* Begin Supplied records *

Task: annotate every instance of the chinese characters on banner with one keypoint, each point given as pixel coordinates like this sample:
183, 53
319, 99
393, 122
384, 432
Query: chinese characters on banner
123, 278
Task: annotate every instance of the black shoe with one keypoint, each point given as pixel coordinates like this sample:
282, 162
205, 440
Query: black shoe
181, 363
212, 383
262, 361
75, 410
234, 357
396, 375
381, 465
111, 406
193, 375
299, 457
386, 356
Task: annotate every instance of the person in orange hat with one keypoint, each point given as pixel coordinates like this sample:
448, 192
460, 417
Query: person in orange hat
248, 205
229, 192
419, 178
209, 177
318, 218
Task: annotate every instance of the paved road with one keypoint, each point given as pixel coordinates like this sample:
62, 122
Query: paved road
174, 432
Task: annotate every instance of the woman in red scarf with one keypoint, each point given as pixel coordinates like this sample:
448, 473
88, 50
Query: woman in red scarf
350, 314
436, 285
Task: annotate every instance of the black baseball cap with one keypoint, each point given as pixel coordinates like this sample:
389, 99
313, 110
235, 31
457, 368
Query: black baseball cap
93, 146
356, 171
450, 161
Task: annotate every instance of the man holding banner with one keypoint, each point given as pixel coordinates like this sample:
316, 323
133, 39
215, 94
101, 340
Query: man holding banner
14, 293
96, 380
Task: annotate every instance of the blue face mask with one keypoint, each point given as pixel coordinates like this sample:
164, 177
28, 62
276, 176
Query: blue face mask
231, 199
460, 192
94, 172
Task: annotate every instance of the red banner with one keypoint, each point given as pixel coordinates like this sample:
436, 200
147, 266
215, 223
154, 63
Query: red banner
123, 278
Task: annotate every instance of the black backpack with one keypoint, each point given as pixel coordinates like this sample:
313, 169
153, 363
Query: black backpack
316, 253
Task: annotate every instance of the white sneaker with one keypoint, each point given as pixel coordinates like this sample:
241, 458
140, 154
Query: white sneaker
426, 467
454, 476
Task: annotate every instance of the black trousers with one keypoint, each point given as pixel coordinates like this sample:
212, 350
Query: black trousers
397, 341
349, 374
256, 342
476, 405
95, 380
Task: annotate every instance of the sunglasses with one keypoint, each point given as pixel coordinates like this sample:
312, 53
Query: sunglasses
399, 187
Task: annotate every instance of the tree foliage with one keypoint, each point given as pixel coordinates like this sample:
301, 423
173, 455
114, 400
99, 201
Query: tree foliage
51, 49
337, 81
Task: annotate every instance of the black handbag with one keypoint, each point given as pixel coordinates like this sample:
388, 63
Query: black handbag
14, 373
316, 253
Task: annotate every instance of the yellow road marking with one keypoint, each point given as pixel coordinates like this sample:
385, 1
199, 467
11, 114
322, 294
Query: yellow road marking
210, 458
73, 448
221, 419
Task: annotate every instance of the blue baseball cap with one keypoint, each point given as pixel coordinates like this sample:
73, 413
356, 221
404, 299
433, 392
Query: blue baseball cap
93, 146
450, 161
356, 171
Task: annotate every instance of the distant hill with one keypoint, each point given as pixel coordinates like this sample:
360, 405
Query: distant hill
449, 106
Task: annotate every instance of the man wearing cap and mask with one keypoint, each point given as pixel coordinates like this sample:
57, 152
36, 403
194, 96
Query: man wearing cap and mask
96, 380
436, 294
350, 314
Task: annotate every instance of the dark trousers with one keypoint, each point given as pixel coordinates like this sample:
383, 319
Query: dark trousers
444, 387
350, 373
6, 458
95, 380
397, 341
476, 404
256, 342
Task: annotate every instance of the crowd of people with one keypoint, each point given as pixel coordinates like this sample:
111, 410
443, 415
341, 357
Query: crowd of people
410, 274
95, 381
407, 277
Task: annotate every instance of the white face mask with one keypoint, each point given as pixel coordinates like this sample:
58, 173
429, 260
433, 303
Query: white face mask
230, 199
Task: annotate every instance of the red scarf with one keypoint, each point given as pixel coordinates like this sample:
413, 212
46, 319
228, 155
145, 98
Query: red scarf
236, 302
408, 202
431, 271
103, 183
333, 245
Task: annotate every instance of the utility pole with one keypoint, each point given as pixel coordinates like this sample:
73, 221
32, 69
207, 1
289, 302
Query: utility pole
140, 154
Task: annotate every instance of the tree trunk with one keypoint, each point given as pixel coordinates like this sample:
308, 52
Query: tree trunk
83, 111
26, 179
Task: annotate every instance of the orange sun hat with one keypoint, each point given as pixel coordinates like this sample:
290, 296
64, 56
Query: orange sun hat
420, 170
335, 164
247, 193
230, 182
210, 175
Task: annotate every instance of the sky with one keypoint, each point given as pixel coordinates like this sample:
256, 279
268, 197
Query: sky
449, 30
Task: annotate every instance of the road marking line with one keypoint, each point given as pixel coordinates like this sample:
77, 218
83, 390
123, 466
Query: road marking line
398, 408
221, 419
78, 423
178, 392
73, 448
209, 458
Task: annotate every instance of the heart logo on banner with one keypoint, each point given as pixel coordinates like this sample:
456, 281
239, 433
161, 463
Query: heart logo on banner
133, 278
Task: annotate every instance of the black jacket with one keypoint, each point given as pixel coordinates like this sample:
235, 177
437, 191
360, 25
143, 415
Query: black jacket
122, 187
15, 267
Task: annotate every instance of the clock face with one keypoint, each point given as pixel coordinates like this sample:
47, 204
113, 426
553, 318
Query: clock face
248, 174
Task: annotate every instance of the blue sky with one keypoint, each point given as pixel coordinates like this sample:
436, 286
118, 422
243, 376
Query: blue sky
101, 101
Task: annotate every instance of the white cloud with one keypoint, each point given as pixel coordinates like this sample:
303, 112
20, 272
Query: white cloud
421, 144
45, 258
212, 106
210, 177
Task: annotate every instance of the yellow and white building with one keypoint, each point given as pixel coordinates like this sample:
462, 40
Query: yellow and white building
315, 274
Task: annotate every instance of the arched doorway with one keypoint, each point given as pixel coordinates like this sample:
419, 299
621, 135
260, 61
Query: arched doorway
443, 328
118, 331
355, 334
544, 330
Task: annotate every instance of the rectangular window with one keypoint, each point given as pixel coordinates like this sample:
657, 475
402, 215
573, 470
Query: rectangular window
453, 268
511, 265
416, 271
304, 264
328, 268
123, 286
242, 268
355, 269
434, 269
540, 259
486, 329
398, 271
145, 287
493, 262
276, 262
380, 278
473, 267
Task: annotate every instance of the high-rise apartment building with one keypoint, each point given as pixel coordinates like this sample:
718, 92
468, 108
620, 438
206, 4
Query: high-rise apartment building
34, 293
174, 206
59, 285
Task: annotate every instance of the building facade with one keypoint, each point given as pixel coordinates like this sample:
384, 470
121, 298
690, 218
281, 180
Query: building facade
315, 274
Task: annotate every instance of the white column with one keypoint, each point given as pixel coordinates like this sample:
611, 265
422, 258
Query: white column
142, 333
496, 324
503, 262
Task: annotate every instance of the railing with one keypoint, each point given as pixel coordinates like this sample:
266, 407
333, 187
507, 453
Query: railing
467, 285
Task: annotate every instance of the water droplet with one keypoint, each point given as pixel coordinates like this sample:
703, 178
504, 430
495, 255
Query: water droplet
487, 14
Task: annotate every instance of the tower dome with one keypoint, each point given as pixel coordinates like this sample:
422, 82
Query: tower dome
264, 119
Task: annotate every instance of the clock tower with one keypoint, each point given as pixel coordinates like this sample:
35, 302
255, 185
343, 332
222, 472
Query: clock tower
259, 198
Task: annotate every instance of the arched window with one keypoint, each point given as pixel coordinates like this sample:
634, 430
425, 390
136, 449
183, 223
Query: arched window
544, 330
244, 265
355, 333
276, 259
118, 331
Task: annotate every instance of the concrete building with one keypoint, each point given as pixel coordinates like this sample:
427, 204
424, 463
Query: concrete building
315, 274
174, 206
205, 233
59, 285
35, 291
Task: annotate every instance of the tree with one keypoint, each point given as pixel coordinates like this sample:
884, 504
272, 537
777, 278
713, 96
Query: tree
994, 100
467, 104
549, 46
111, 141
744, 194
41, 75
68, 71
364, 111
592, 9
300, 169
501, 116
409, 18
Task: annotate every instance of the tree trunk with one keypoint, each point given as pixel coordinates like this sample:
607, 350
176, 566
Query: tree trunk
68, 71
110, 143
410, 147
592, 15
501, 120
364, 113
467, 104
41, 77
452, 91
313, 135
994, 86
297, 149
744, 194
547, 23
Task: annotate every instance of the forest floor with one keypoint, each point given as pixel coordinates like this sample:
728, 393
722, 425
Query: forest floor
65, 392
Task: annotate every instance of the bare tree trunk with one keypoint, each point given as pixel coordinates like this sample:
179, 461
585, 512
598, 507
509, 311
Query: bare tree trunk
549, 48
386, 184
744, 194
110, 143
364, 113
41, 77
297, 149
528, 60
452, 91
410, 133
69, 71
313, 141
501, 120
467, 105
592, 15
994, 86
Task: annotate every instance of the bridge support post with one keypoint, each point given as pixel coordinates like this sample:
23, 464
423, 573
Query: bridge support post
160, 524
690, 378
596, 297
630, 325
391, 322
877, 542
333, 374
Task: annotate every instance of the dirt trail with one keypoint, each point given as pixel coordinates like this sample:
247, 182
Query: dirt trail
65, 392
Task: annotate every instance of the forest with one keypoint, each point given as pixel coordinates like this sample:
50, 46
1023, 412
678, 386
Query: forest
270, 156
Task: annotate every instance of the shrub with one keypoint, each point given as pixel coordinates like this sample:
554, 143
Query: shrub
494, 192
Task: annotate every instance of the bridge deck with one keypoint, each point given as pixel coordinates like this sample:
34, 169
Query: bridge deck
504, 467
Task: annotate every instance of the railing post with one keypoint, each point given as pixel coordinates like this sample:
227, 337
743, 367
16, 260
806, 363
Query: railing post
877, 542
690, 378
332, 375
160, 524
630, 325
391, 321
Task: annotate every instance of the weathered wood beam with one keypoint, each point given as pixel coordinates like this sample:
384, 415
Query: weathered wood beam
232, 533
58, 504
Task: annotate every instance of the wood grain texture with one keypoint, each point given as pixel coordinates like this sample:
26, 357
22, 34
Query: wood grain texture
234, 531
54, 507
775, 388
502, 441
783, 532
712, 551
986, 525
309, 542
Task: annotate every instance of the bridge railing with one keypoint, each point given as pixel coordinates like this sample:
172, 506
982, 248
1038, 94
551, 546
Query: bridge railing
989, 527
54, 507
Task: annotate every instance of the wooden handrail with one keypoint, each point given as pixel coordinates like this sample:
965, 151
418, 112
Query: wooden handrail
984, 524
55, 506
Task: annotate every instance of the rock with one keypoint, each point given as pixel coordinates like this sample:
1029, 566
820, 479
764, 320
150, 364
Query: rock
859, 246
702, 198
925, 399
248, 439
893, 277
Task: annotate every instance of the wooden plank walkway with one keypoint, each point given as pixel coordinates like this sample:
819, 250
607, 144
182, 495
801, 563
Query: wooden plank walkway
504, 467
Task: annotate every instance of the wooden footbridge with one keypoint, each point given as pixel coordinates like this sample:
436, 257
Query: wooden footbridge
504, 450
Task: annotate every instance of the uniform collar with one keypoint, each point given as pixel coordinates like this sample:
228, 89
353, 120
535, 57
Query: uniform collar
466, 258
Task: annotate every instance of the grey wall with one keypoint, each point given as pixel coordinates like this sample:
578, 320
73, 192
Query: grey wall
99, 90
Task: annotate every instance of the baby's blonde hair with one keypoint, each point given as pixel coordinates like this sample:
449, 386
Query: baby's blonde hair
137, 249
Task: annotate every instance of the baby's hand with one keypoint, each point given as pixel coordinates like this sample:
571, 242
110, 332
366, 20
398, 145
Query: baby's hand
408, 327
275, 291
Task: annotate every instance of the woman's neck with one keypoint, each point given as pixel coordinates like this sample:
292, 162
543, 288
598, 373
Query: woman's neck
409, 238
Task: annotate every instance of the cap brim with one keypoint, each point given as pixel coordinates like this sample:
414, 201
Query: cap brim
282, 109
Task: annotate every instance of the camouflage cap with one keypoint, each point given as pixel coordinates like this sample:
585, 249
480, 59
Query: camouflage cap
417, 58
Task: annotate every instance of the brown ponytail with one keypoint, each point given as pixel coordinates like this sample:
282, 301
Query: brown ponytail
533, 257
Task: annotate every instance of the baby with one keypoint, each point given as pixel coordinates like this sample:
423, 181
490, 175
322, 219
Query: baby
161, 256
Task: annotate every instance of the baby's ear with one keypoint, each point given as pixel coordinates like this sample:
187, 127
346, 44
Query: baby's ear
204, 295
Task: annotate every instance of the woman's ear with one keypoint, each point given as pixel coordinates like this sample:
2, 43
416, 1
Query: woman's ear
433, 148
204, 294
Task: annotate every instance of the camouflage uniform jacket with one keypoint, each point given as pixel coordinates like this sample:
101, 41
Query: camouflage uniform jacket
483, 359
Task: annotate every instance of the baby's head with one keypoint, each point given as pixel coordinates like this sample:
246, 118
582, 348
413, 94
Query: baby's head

* End Supplied records *

Exercise objective: Print from the line containing "Task: annotate every instance of the woman's neck" to the last line above, exactly as written.

Written answer:
Task: annotate every instance of the woman's neck with one keypoint, each point given as pixel coordinates like this sample:
292, 162
543, 288
598, 373
Query: woman's neck
409, 238
Task: annotate every instance of the cap brim with one keypoint, each point given as pixel coordinates like this sample:
414, 201
Query: cap brim
282, 109
Task: annotate every instance of the camouflage cap with one keypoint, each point given as pixel coordinates like this sample:
585, 249
480, 59
Query: camouflage cap
417, 58
Task: annotate every instance of the brown ponytail with one keypoint, each point given as pixel coordinates like this sample:
282, 301
Query: brown ponytail
533, 257
Task: annotate every instance of the baby with one keypoint, each point given as pixel coordinates like this sample:
423, 181
490, 175
322, 219
Query: baby
161, 256
Task: annotate every instance of the baby's ear with one keypoint, each point given as pixel coordinates like this sample:
187, 127
346, 44
Query: baby's ear
204, 295
Task: annotate every instance of the woman's ear with one keypoint, each point given as pixel coordinates like this sample:
2, 43
416, 1
Query: woman's ear
433, 148
204, 294
Task: annotate every instance of the camouflage uniform jacket with one keypoint, each point given as pixel coordinates like this sample:
101, 41
Query: camouflage uniform jacket
483, 359
Task: annotate every instance of the baby's head with one keypoint, each point given as pixel coordinates like this sample:
246, 118
582, 348
413, 94
Query: baby's head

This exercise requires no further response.